**GIVEN INSTRUCTION**
Recast every line of the rows below as a JSON list of strings, one string per line, skipping blank lines. Leave the pictures out of the list.

Data records:
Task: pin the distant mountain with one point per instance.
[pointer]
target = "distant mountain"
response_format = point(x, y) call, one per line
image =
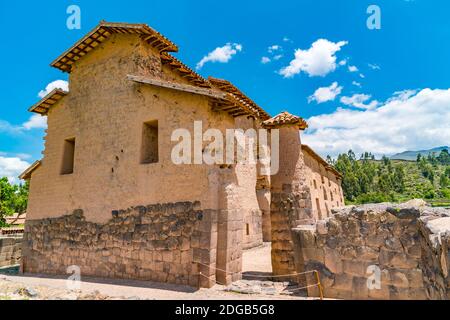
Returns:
point(412, 155)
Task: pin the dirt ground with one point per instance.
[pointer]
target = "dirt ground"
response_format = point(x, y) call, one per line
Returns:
point(255, 262)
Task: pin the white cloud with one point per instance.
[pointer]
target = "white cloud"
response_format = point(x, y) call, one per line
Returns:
point(265, 60)
point(416, 123)
point(221, 54)
point(358, 101)
point(319, 60)
point(403, 95)
point(35, 122)
point(12, 167)
point(325, 94)
point(273, 48)
point(374, 66)
point(278, 57)
point(60, 84)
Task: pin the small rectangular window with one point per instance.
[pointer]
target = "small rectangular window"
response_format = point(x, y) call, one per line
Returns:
point(68, 156)
point(319, 210)
point(149, 148)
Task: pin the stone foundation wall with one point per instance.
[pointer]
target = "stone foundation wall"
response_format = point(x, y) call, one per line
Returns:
point(435, 241)
point(161, 242)
point(360, 246)
point(10, 251)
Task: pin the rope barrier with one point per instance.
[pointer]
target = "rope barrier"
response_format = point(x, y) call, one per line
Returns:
point(316, 273)
point(257, 276)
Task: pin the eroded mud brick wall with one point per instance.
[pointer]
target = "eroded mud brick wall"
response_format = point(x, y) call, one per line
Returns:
point(290, 200)
point(349, 247)
point(162, 242)
point(10, 251)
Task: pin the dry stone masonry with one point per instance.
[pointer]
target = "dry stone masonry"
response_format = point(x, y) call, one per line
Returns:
point(406, 247)
point(10, 251)
point(162, 242)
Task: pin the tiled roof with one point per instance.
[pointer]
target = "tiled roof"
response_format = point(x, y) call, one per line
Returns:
point(285, 118)
point(227, 86)
point(48, 101)
point(102, 32)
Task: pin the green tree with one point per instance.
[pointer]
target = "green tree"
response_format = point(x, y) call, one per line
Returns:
point(13, 199)
point(444, 181)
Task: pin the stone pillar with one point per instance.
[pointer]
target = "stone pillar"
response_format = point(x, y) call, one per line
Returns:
point(290, 200)
point(229, 231)
point(263, 196)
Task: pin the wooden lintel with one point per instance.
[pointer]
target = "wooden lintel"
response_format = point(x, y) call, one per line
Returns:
point(178, 86)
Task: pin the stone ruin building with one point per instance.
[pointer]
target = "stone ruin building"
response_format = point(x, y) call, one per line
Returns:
point(107, 197)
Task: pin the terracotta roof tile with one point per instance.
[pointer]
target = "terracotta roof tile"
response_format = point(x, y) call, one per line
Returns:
point(285, 118)
point(102, 32)
point(48, 101)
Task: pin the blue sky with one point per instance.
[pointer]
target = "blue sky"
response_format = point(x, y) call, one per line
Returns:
point(398, 98)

**COMPLETE ANSWER**
[
  "Task: pin the distant mountain with one point per instance.",
  "[pointer]",
  "target = \"distant mountain\"",
  "response_format = point(x, y) call, one per line",
  "image =",
  "Returns:",
  "point(412, 155)",
  "Task: pin the dirt ground with one point per instance.",
  "[pointer]",
  "target = \"dirt ground\"",
  "response_format = point(x, y) call, one per line",
  "Returns:",
  "point(255, 262)",
  "Task: pin the white cloud with one point per instance.",
  "[pointer]",
  "target = \"white cloud\"",
  "response_format = point(x, y) call, one per line",
  "Returns:",
  "point(265, 60)",
  "point(416, 123)",
  "point(221, 54)",
  "point(358, 101)",
  "point(319, 60)",
  "point(403, 95)",
  "point(35, 122)",
  "point(12, 167)",
  "point(325, 94)",
  "point(273, 48)",
  "point(374, 66)",
  "point(278, 57)",
  "point(60, 84)",
  "Task: pin the small rectangular window with one point per instance.",
  "[pointer]",
  "target = \"small rectangular window\"",
  "response_format = point(x, y) call, one per line",
  "Returns:",
  "point(68, 156)",
  "point(319, 210)",
  "point(149, 148)",
  "Task: pin the stone foundation wall with one point per instance.",
  "[pointer]",
  "target = \"stone foundation wall\"",
  "response_format = point(x, y) call, one per line",
  "Returns:",
  "point(435, 241)",
  "point(161, 242)",
  "point(360, 246)",
  "point(10, 251)",
  "Task: pin the rope barrier with one point per instance.",
  "[pointer]",
  "target = \"rope barrier\"",
  "response_format = point(x, y) call, one per line",
  "Returns:",
  "point(316, 273)",
  "point(257, 276)",
  "Task: pin the eroded mud brick wall with one point per instance.",
  "[pointer]",
  "target = \"eroded mud brick wall\"",
  "response_format = point(x, y) call, one per line",
  "Returns:",
  "point(290, 200)",
  "point(349, 247)",
  "point(162, 242)",
  "point(10, 251)",
  "Task: pin the dry stone masonry with one point per instance.",
  "[pointer]",
  "target = \"dry stone masonry\"",
  "response_format = point(x, y) call, one per line",
  "Returns:",
  "point(406, 247)",
  "point(10, 251)",
  "point(162, 242)",
  "Task: pin the tiled roof with one point per instance.",
  "[pointer]",
  "target = \"tiled roof\"",
  "response_format = point(x, y) call, one per line",
  "Returns:",
  "point(285, 118)",
  "point(227, 86)",
  "point(48, 101)",
  "point(102, 32)",
  "Task: pin the green tree with one point per instance.",
  "[pointer]",
  "target = \"green tree\"",
  "response_format = point(x, y) call, one per line",
  "Returns:",
  "point(13, 199)",
  "point(444, 181)",
  "Task: pin the stone pillar with one point per instance.",
  "[pointer]",
  "target = \"stone pillar\"",
  "response_format = point(x, y) call, one per line",
  "Returns:",
  "point(290, 200)",
  "point(229, 231)",
  "point(263, 196)",
  "Task: pin the wooden lintel with one point per instance.",
  "[pointer]",
  "target = \"wooden lintel\"",
  "response_format = point(x, y) call, one per line",
  "Returns:",
  "point(178, 86)",
  "Task: pin the stone ruin building with one point per instance.",
  "[pointer]",
  "target = \"stone ruin building\"",
  "response_format = point(x, y) call, one per line",
  "Returns:",
  "point(107, 197)",
  "Task: pin the terracotta roof tile with one point per instance.",
  "[pointer]",
  "target = \"terracotta roof tile\"",
  "response_format = point(x, y) call, one per line",
  "Returns:",
  "point(285, 118)",
  "point(102, 32)",
  "point(48, 101)",
  "Task: pin the blue sky with one point per instance.",
  "[pointer]",
  "target = \"blue sky\"",
  "response_format = point(x, y) call, one per line",
  "Returns:",
  "point(398, 98)"
]